== HOW TO COMPLETE THIS TASK ==
Starting at the first line of the entries, extract each line up to and including the one that contains "seashell on sand?", but leave out the pictures.

== DATA TO USE ==
*-*-*

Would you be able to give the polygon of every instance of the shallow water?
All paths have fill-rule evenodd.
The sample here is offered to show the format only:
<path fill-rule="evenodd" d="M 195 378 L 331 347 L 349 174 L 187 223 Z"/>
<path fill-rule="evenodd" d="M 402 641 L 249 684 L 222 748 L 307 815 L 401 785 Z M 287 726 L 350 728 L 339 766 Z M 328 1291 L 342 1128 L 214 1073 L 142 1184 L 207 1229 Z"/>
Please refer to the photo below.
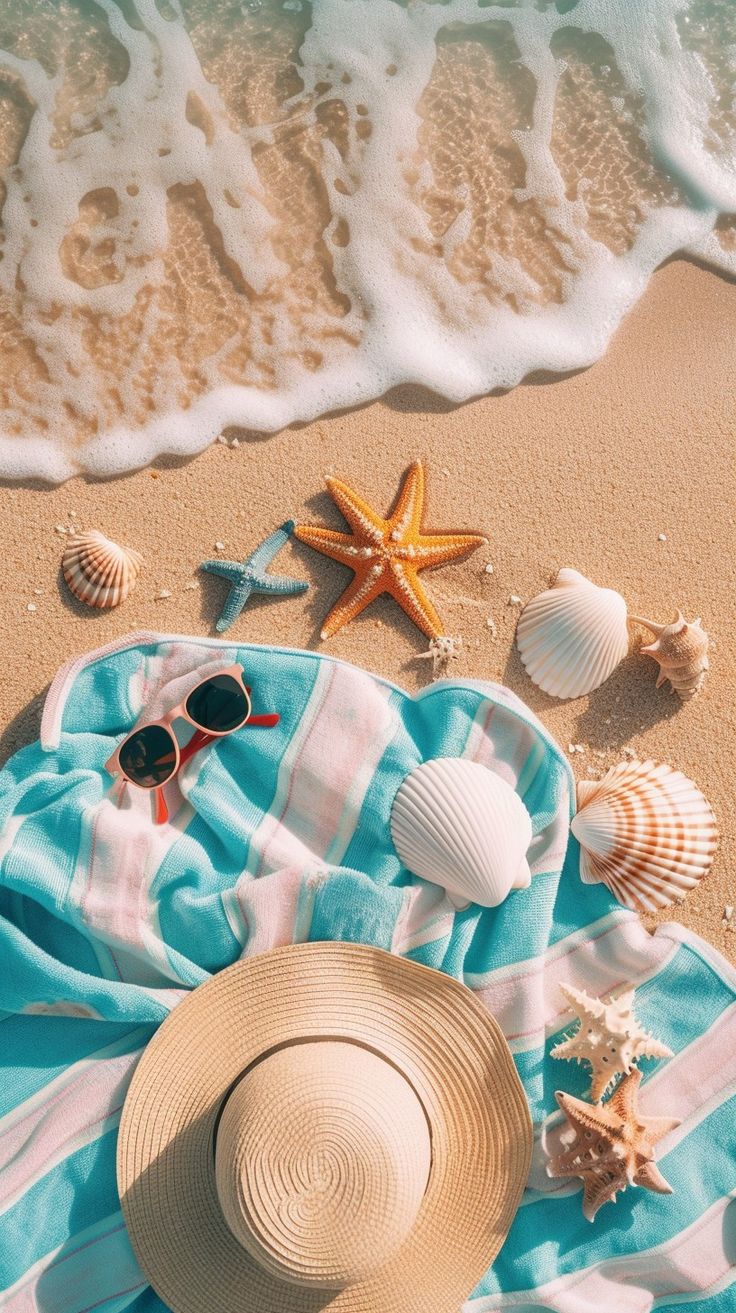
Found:
<path fill-rule="evenodd" d="M 736 273 L 734 0 L 0 0 L 0 52 L 6 477 L 459 401 Z"/>

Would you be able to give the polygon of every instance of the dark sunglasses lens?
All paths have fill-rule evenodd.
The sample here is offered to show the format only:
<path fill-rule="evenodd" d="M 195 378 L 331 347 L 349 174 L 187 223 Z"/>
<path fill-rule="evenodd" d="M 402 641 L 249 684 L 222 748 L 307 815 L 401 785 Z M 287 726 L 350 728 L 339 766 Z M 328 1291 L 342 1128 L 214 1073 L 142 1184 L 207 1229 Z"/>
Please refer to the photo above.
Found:
<path fill-rule="evenodd" d="M 187 698 L 187 714 L 200 729 L 226 734 L 243 725 L 250 714 L 245 689 L 232 675 L 213 675 Z"/>
<path fill-rule="evenodd" d="M 155 789 L 174 773 L 176 748 L 162 725 L 144 725 L 120 749 L 121 769 L 141 789 Z"/>

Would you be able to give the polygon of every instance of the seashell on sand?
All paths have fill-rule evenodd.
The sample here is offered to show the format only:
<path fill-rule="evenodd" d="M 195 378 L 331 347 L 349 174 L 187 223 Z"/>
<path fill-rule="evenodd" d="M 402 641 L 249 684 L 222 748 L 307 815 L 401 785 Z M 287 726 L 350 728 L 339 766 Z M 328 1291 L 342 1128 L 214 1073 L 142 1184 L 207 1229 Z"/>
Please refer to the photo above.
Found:
<path fill-rule="evenodd" d="M 391 837 L 415 875 L 456 907 L 496 907 L 531 880 L 531 817 L 500 775 L 463 757 L 436 757 L 407 775 L 391 809 Z"/>
<path fill-rule="evenodd" d="M 655 636 L 653 643 L 640 647 L 639 651 L 645 656 L 654 657 L 659 663 L 657 688 L 668 679 L 673 693 L 677 693 L 683 702 L 695 697 L 703 686 L 705 672 L 710 665 L 710 640 L 700 620 L 688 621 L 682 611 L 678 611 L 668 625 L 658 625 L 638 615 L 630 616 L 629 619 L 631 623 L 643 625 Z"/>
<path fill-rule="evenodd" d="M 592 693 L 627 655 L 626 602 L 577 570 L 527 603 L 516 630 L 527 674 L 555 698 Z"/>
<path fill-rule="evenodd" d="M 74 596 L 95 607 L 124 602 L 135 588 L 142 565 L 140 552 L 119 546 L 97 529 L 70 538 L 61 558 L 64 578 Z"/>
<path fill-rule="evenodd" d="M 601 780 L 579 780 L 577 802 L 570 828 L 580 844 L 580 878 L 607 885 L 624 907 L 669 907 L 710 870 L 715 817 L 680 771 L 621 762 Z"/>

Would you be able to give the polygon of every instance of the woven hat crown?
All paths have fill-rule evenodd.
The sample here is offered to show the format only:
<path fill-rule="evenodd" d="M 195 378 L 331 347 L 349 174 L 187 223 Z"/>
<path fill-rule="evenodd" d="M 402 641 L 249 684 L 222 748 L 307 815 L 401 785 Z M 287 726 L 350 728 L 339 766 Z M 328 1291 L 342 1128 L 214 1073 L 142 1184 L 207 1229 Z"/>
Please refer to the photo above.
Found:
<path fill-rule="evenodd" d="M 340 1040 L 265 1055 L 226 1098 L 215 1179 L 227 1225 L 252 1259 L 297 1286 L 366 1280 L 416 1223 L 429 1126 L 408 1080 Z"/>

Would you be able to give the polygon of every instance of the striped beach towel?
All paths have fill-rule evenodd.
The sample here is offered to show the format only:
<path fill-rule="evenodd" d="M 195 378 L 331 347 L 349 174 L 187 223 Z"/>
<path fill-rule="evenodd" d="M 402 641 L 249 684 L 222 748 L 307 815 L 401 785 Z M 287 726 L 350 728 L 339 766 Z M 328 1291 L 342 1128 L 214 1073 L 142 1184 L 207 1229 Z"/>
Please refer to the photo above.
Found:
<path fill-rule="evenodd" d="M 169 786 L 170 821 L 104 762 L 141 717 L 241 661 L 256 712 Z M 498 771 L 533 821 L 531 887 L 455 911 L 412 877 L 388 819 L 420 762 Z M 445 971 L 499 1019 L 535 1126 L 511 1232 L 465 1313 L 734 1313 L 736 975 L 679 926 L 652 937 L 578 877 L 568 763 L 515 696 L 486 683 L 409 696 L 314 653 L 139 634 L 73 662 L 41 740 L 0 774 L 0 1309 L 162 1313 L 115 1182 L 121 1108 L 157 1026 L 242 956 L 353 940 Z M 637 987 L 640 1019 L 675 1056 L 644 1063 L 645 1114 L 682 1118 L 659 1146 L 674 1194 L 629 1189 L 593 1224 L 579 1183 L 551 1180 L 556 1088 L 583 1070 L 550 1058 L 569 1026 L 560 993 Z M 206 1313 L 206 1310 L 203 1310 Z M 433 1313 L 431 1309 L 427 1313 Z"/>

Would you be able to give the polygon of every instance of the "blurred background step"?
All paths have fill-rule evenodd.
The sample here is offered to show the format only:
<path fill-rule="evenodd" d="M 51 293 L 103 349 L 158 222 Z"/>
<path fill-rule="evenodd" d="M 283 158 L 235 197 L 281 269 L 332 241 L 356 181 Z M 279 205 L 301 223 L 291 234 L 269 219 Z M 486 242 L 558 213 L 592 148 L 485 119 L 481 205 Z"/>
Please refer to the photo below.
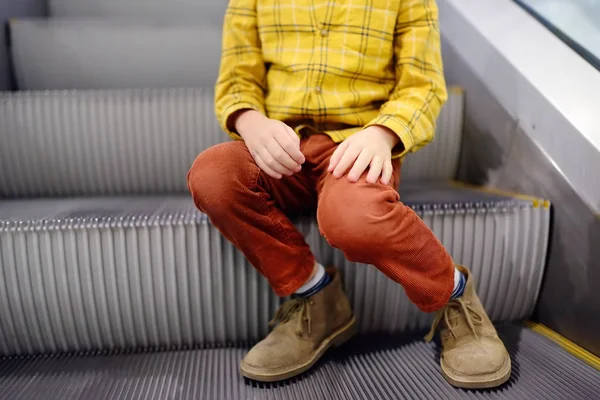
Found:
<path fill-rule="evenodd" d="M 53 18 L 99 18 L 221 24 L 226 0 L 48 0 Z"/>
<path fill-rule="evenodd" d="M 20 90 L 212 87 L 222 17 L 213 24 L 13 19 Z"/>
<path fill-rule="evenodd" d="M 452 88 L 403 181 L 455 177 L 463 102 Z M 195 157 L 228 140 L 202 88 L 0 93 L 0 132 L 0 197 L 13 198 L 187 193 Z"/>
<path fill-rule="evenodd" d="M 404 184 L 403 201 L 472 268 L 494 321 L 528 318 L 549 204 L 452 183 Z M 426 329 L 431 315 L 376 268 L 345 261 L 311 217 L 297 225 L 341 268 L 367 332 Z M 188 196 L 0 202 L 0 354 L 255 341 L 280 300 Z"/>
<path fill-rule="evenodd" d="M 222 18 L 221 18 L 222 19 Z M 13 19 L 20 90 L 212 87 L 221 26 L 118 20 Z"/>

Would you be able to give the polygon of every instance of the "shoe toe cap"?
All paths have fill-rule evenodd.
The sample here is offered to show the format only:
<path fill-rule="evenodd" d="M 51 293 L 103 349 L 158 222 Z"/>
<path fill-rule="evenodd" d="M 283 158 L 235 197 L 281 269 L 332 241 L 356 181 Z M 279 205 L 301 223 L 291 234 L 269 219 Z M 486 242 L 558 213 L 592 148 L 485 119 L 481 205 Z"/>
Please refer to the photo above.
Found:
<path fill-rule="evenodd" d="M 297 362 L 298 354 L 292 343 L 266 340 L 254 346 L 242 360 L 244 369 L 277 371 Z"/>
<path fill-rule="evenodd" d="M 502 370 L 508 357 L 502 342 L 484 338 L 444 352 L 442 362 L 456 375 L 476 376 Z"/>

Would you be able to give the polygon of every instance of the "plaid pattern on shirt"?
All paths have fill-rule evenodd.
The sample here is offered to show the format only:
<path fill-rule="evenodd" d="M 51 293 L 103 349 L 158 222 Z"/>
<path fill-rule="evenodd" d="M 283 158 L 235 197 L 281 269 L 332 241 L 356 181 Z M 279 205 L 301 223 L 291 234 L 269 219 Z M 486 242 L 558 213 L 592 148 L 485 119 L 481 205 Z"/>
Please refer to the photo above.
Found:
<path fill-rule="evenodd" d="M 447 98 L 435 0 L 230 0 L 216 112 L 254 109 L 341 142 L 371 125 L 433 139 Z"/>

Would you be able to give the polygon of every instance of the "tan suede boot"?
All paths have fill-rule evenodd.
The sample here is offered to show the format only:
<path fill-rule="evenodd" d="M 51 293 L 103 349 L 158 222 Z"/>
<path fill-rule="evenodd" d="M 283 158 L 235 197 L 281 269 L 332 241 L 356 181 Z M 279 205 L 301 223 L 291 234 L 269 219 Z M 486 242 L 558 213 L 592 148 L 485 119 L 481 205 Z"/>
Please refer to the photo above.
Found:
<path fill-rule="evenodd" d="M 464 294 L 438 312 L 425 340 L 433 339 L 439 325 L 440 365 L 451 385 L 465 389 L 500 386 L 510 378 L 510 355 L 477 297 L 469 270 L 457 268 L 467 277 Z"/>
<path fill-rule="evenodd" d="M 356 320 L 335 269 L 332 281 L 307 299 L 283 304 L 271 325 L 273 331 L 254 346 L 241 362 L 243 376 L 261 382 L 291 378 L 312 367 L 332 346 L 350 339 Z"/>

*-*-*

== THE COMPLETED TASK ==
Would you be able to give the polygon of every instance of the shallow water?
All paths have fill-rule evenodd.
The sample here is offered to show the format only:
<path fill-rule="evenodd" d="M 195 378 L 331 347 L 349 174 L 187 223 Z"/>
<path fill-rule="evenodd" d="M 402 641 L 249 684 L 222 748 L 307 815 L 401 785 Z M 287 726 L 350 728 L 339 766 Z M 328 1291 L 342 1128 L 214 1073 L 142 1184 L 207 1229 Z"/>
Please refer to the photo below.
Found:
<path fill-rule="evenodd" d="M 736 273 L 734 0 L 0 0 L 0 52 L 6 477 L 459 401 Z"/>

Would you be able to give the polygon of every instance of the dark sunglasses lens?
All paths have fill-rule evenodd.
The sample here is offered to show the format only:
<path fill-rule="evenodd" d="M 195 378 L 331 347 L 349 174 L 187 223 Z"/>
<path fill-rule="evenodd" d="M 402 641 L 249 684 L 222 748 L 307 815 L 401 785 Z M 287 726 L 350 728 L 339 766 Z M 328 1291 L 342 1128 L 214 1073 L 142 1184 L 207 1229 Z"/>
Please refer to the photo above.
Found:
<path fill-rule="evenodd" d="M 187 698 L 187 714 L 200 729 L 226 734 L 243 725 L 250 714 L 245 689 L 232 675 L 213 675 Z"/>
<path fill-rule="evenodd" d="M 155 789 L 174 773 L 176 748 L 162 725 L 144 725 L 120 749 L 121 769 L 141 789 Z"/>

Would you be able to give the polygon of every instance of the seashell on sand?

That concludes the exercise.